> [Written task 1]
In the extract on film-forming compositions, which instrument was used for GPC measurement?
> [Written task 2]
Reproduce the extract on film-forming compositions from "[¹H-NMR Spectrum]" up to and including "(δ 0.0 ppm)".

-- Start of Extract provided --

Also, to improve the planarity of the resulting cured film and prevent physical loss of the carbon material, a composition similar to the carbon material-dispersed film-forming composition but from which the carbon material has been excluded may be prepared as a planarizing material and used to form a planarizing film over the cured film (carbon material-dispersed film).

Specific examples of the triazine ring-containing polymer, crosslinking agent and the like in this planarizing material, as well as the amounts in which these ingredients are included and the film-forming method, are as described above.

EXAMPLES

Synthesis Examples and Examples are given below to more fully illustrate the invention, although the invention is not limited by these Examples. The instruments, etc. used for measurement in the Examples were as follows.

[¹H-NMR Spectrum]

- Instruments: Varian NMR System 400NB (400 MHz) JEOL-ECA700 (700 MHz)
- Solvent: DMSO-d₆
- Internal standard: Tetramethylsilane (TMS) (δ 0.0 ppm)

[GPC]

- Instrument: HLC-8200 GPC (Tosoh Corporation)

-- End of Extract provided --
-- Start of Listed entries --

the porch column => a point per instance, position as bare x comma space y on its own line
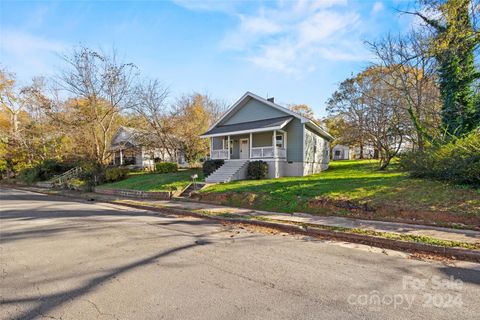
228, 151
285, 143
274, 143
251, 144
211, 148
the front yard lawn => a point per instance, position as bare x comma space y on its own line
356, 188
146, 181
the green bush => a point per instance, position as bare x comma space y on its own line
257, 170
209, 166
44, 170
166, 167
29, 175
115, 174
457, 160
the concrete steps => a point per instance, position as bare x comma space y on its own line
227, 172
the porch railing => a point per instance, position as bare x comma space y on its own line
220, 154
257, 152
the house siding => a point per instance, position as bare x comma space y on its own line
294, 131
217, 143
253, 110
316, 153
262, 139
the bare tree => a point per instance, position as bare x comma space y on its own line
151, 105
374, 110
412, 73
193, 115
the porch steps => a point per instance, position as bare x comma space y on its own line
227, 172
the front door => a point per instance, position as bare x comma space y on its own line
244, 149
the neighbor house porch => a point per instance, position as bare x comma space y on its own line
252, 145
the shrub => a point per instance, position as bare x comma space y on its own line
29, 175
457, 160
166, 167
257, 170
115, 174
209, 166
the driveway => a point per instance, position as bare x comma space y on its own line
64, 259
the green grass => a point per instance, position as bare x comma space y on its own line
357, 182
145, 181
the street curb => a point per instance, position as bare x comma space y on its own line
412, 247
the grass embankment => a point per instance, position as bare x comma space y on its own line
356, 188
145, 181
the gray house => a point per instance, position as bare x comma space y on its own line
255, 128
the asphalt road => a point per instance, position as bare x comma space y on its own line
63, 259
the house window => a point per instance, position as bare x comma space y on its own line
279, 141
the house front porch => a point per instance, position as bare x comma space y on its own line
252, 145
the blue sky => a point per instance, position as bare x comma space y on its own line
296, 51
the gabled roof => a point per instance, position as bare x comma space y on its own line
248, 95
251, 126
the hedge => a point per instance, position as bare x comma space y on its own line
166, 167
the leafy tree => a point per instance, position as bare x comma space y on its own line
100, 88
412, 72
374, 110
303, 110
455, 39
193, 114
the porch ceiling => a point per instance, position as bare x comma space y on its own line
252, 126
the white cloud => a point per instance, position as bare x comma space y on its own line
377, 7
27, 54
291, 36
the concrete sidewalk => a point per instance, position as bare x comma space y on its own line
467, 236
447, 234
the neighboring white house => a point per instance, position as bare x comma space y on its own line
127, 149
255, 128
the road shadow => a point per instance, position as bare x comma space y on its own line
49, 302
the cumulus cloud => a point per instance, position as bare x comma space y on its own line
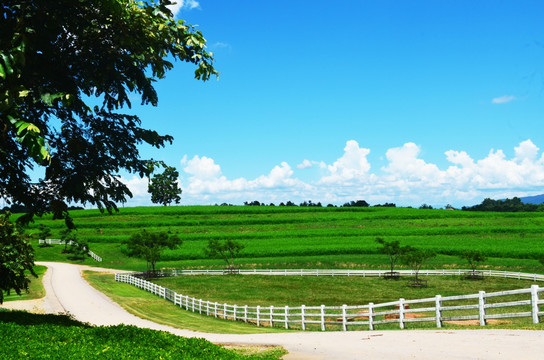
503, 99
201, 168
305, 164
406, 179
352, 166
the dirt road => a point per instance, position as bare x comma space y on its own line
68, 292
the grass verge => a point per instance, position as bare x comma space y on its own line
25, 335
35, 289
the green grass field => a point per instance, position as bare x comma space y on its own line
35, 289
31, 336
295, 237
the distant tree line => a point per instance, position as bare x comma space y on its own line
509, 205
18, 208
310, 203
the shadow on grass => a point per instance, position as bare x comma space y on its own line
26, 318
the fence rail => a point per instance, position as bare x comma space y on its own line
61, 242
479, 307
363, 273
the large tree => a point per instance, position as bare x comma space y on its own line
164, 188
67, 70
58, 59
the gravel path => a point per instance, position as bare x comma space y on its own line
68, 292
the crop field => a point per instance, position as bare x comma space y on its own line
297, 237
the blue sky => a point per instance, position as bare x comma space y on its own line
411, 102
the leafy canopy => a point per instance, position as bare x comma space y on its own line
58, 59
164, 187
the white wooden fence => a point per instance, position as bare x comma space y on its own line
61, 242
363, 273
437, 310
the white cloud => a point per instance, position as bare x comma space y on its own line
201, 168
183, 4
503, 99
406, 179
305, 164
352, 166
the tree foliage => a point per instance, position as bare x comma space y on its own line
149, 246
164, 187
16, 257
58, 59
228, 250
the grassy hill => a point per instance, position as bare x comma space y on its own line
302, 237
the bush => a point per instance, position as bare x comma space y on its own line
32, 336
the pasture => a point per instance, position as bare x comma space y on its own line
302, 237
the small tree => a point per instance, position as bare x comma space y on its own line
79, 249
393, 250
16, 257
68, 237
415, 258
164, 187
43, 234
228, 250
149, 246
473, 257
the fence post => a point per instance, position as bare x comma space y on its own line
322, 317
438, 305
534, 303
401, 313
481, 307
370, 316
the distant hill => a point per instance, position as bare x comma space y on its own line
537, 199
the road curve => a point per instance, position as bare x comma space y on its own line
67, 291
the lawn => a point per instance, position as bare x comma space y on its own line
297, 237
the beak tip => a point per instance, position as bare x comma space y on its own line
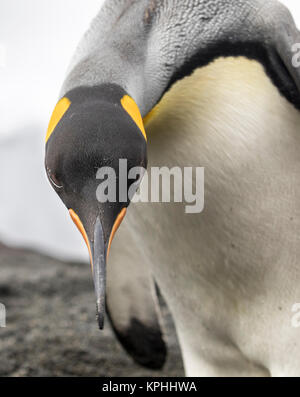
100, 316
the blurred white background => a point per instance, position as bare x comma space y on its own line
37, 40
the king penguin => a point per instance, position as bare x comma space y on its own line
190, 83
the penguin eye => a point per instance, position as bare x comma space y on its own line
54, 181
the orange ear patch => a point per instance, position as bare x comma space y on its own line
132, 109
80, 227
58, 113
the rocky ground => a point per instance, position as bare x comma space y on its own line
51, 328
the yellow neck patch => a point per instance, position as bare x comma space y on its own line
59, 111
132, 109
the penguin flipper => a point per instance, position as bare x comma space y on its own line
133, 309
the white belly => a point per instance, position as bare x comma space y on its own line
231, 274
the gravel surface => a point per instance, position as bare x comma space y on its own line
51, 328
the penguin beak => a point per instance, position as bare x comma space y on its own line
99, 251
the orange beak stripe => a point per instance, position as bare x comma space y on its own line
116, 226
80, 227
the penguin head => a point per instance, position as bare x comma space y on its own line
95, 136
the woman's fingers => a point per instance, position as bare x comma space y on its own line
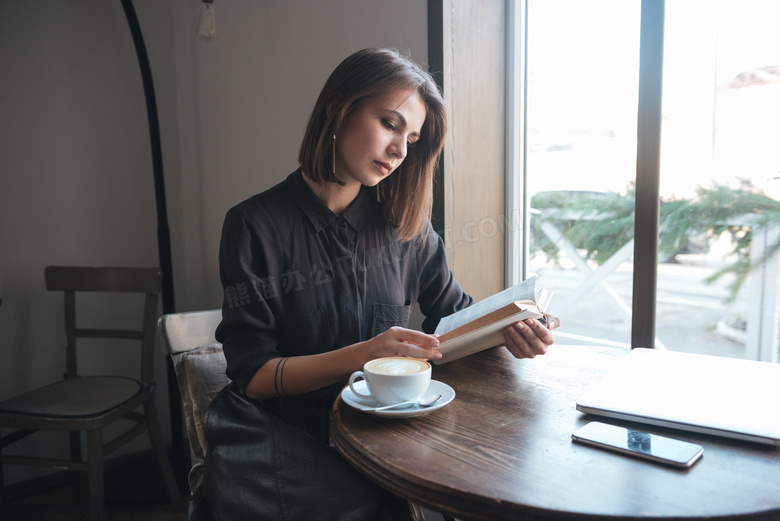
407, 342
527, 339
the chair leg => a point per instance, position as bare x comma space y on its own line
95, 463
163, 462
80, 490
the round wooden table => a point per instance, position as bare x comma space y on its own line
502, 450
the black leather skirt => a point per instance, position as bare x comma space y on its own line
259, 467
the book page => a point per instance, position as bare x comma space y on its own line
525, 290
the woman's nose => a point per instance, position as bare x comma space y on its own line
398, 148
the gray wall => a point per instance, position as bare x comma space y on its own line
75, 164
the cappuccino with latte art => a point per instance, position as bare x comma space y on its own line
393, 379
397, 365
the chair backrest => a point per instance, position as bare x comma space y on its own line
200, 370
71, 280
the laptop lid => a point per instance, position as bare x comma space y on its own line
701, 393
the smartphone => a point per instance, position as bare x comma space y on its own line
677, 453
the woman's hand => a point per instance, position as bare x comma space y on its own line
528, 338
399, 341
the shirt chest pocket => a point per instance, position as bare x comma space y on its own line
304, 334
386, 316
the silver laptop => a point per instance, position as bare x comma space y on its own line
700, 393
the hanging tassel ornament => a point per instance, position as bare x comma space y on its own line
334, 154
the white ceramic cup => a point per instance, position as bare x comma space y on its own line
393, 379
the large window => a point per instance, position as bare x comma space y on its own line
717, 266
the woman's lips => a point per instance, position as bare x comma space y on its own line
385, 168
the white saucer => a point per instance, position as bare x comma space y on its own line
361, 404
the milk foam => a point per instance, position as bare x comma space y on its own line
397, 365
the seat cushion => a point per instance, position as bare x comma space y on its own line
201, 375
82, 397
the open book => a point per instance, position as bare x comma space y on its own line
479, 326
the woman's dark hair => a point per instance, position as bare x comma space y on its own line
407, 194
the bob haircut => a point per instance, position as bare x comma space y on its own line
407, 194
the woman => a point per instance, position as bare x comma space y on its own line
320, 273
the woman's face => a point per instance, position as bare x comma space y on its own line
376, 136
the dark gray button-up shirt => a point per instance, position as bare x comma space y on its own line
300, 280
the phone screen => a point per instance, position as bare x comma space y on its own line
657, 448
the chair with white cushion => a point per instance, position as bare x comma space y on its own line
188, 338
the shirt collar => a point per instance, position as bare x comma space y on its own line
319, 214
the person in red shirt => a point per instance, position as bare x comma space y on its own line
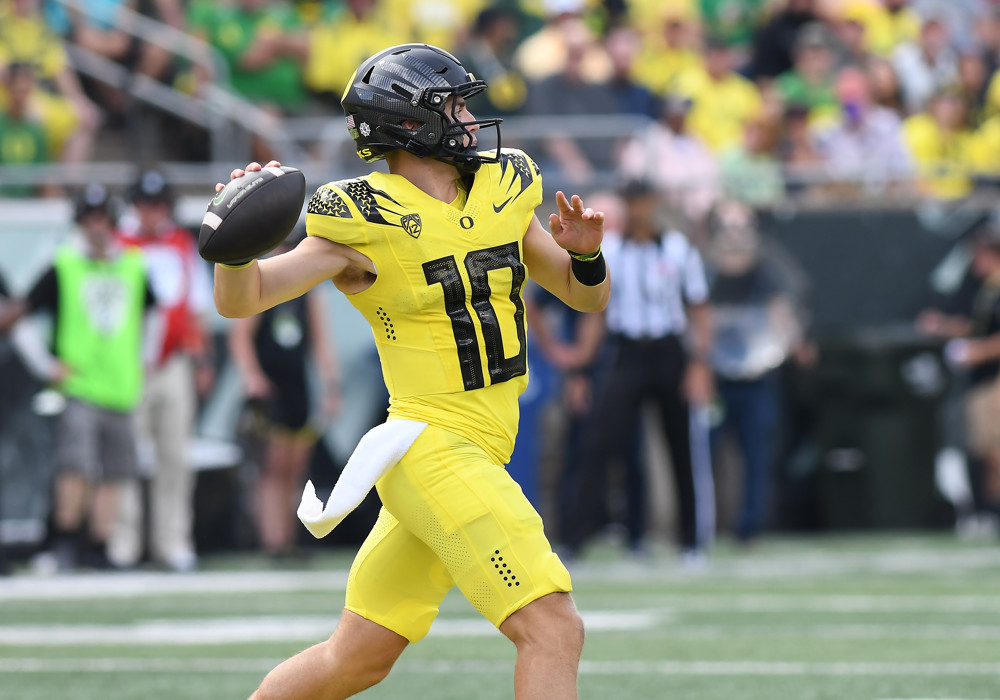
166, 417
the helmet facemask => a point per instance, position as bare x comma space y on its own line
413, 83
446, 138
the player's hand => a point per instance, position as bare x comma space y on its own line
576, 227
251, 167
698, 385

-- End of Listed entries --

> [Reply 1]
HLC-8200 GPC (Tosoh Corporation)

> [Reply 2]
[¹H-NMR Spectrum]

- Instruments: Varian NMR System 400NB (400 MHz) JEOL-ECA700 (700 MHz)
- Solvent: DMSO-d₆
- Internal standard: Tetramethylsilane (TMS) (δ 0.0 ppm)